# STATED GOAL:
Reproduce the lines of every item with "Detection brief" switched to "Localization brief" and everything else unchanged, omitting the pictures.

# THE RECORDS:
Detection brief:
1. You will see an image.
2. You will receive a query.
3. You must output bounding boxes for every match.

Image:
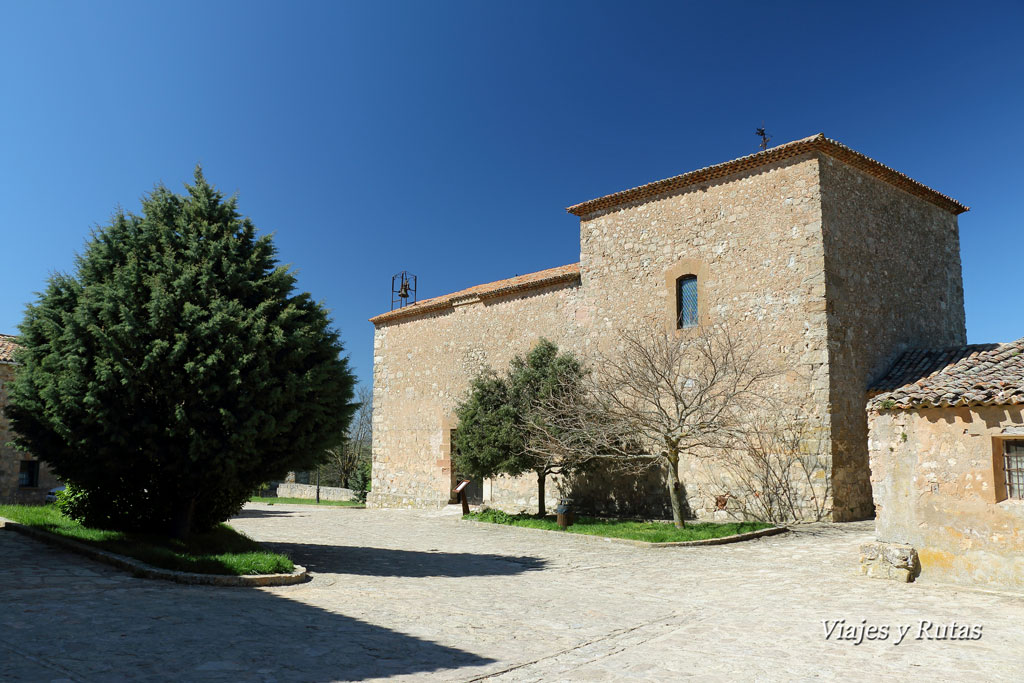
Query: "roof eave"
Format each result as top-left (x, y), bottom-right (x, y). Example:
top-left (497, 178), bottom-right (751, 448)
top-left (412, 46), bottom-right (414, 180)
top-left (565, 133), bottom-right (970, 218)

# WRITTEN RESPONSE:
Localization brief:
1. You will see an image.
2. You will receive a query.
3. You must output bounding boxes for every match.

Image:
Query: "roof eave"
Format each result as top-left (x, y), bottom-right (x, y). Example:
top-left (497, 178), bottom-right (751, 448)
top-left (412, 46), bottom-right (414, 180)
top-left (565, 133), bottom-right (970, 218)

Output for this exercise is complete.